**Task details:**
Will you copy out, unchanged, the lines of the records below that start with the line containing "the red strawberry" and end with the last line of the records, both ends included?

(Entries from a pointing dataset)
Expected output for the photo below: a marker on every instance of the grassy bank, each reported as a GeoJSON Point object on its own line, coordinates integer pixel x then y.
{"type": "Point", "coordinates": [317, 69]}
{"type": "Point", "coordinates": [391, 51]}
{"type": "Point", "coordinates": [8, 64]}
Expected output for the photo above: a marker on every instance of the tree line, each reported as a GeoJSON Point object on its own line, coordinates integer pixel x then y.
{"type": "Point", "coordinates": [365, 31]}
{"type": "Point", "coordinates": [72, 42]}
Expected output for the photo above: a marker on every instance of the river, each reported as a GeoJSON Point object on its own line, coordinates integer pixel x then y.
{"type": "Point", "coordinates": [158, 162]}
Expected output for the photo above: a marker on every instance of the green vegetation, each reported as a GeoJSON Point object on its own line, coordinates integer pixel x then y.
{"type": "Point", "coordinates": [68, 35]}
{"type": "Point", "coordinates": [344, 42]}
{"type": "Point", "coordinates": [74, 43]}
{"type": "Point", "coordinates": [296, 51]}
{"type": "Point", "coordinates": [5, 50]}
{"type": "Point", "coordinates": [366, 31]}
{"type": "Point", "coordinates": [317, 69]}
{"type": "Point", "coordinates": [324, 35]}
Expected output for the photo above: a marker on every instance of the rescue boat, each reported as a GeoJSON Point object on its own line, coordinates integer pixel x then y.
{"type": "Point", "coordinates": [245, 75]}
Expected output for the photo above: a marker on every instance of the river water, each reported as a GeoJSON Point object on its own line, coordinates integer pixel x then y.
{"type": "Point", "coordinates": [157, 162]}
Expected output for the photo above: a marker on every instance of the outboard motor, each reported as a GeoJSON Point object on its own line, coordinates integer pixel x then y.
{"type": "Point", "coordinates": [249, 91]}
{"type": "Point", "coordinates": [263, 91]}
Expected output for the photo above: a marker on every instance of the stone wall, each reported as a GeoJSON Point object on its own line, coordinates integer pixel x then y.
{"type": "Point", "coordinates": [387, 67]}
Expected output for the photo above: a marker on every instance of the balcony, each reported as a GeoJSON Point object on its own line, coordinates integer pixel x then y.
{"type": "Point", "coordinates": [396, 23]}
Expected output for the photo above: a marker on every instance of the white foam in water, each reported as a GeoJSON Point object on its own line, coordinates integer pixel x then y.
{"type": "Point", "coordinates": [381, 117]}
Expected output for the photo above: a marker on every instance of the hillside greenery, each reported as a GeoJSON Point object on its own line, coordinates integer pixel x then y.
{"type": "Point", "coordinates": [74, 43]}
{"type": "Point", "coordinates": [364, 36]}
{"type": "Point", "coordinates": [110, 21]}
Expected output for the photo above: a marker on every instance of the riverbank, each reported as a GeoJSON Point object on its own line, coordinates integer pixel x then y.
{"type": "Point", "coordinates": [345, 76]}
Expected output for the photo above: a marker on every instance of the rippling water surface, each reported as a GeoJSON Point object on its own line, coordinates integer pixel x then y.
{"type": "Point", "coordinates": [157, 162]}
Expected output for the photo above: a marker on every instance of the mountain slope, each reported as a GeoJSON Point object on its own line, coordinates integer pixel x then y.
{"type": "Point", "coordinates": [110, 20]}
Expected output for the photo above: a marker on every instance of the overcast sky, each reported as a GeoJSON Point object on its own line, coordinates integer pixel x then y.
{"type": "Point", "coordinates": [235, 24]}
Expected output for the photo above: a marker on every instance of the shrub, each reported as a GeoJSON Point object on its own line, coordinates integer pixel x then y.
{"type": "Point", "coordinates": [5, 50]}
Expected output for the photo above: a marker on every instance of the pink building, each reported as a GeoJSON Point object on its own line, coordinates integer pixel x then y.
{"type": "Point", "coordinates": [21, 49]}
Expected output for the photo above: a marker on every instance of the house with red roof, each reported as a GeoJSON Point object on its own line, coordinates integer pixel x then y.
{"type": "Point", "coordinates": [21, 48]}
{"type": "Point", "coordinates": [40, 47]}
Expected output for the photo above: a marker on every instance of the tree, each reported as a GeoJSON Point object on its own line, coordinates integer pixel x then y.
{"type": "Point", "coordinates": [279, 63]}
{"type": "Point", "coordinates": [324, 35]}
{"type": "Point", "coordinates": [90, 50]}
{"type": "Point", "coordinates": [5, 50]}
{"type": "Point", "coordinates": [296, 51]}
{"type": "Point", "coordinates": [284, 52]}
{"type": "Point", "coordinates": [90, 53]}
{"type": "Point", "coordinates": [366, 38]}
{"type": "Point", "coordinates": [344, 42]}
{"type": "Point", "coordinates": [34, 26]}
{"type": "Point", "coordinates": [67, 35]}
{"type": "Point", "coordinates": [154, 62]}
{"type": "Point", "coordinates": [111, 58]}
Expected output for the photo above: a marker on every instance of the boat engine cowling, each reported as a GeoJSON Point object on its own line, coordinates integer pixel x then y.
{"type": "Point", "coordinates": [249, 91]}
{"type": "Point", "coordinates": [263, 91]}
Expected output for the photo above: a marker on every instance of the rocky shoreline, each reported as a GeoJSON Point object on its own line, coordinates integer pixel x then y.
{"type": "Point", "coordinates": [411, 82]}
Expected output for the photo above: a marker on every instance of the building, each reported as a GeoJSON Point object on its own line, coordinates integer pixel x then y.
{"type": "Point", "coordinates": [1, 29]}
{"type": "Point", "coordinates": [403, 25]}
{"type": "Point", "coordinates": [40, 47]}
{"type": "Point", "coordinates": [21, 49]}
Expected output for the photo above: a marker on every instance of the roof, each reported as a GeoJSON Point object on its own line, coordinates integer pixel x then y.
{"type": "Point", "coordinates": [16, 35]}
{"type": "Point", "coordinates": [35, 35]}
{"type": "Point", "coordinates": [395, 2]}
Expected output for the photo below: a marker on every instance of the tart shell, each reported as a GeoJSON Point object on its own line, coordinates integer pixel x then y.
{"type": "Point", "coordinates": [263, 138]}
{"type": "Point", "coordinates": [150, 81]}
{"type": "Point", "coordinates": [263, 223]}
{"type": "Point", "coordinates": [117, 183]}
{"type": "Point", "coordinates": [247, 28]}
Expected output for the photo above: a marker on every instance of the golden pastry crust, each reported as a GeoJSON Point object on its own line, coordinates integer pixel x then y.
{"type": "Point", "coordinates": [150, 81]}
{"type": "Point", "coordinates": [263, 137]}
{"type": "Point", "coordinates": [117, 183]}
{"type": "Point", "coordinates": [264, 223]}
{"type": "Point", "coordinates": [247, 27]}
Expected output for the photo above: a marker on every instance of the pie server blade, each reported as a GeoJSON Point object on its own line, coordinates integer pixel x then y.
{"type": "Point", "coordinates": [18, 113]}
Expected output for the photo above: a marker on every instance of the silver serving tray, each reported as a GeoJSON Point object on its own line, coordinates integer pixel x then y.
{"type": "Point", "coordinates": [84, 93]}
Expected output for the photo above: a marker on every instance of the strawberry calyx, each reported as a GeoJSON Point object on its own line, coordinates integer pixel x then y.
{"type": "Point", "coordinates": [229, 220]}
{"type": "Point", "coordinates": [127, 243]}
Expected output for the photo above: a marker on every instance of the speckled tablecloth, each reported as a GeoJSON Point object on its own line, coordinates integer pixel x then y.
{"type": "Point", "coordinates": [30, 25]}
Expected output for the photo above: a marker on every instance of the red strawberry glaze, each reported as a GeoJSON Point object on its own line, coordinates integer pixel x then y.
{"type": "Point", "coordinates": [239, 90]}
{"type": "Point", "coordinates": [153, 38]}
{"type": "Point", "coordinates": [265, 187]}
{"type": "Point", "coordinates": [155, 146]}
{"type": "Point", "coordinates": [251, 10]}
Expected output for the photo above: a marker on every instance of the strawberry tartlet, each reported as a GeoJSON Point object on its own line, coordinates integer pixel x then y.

**Output for this task:**
Expected output for the photo above: a marker on every instance of the red strawberry glaze, each reported as a GeoJSON Point object on its own line, coordinates integer pixel x then y.
{"type": "Point", "coordinates": [239, 90]}
{"type": "Point", "coordinates": [153, 38]}
{"type": "Point", "coordinates": [265, 187]}
{"type": "Point", "coordinates": [155, 146]}
{"type": "Point", "coordinates": [251, 10]}
Expected output for the photo above: a marker on every instance of the strawberry tartlet, each reported as a GeoJSON Point object on its own line, coordinates integer pixel x then y.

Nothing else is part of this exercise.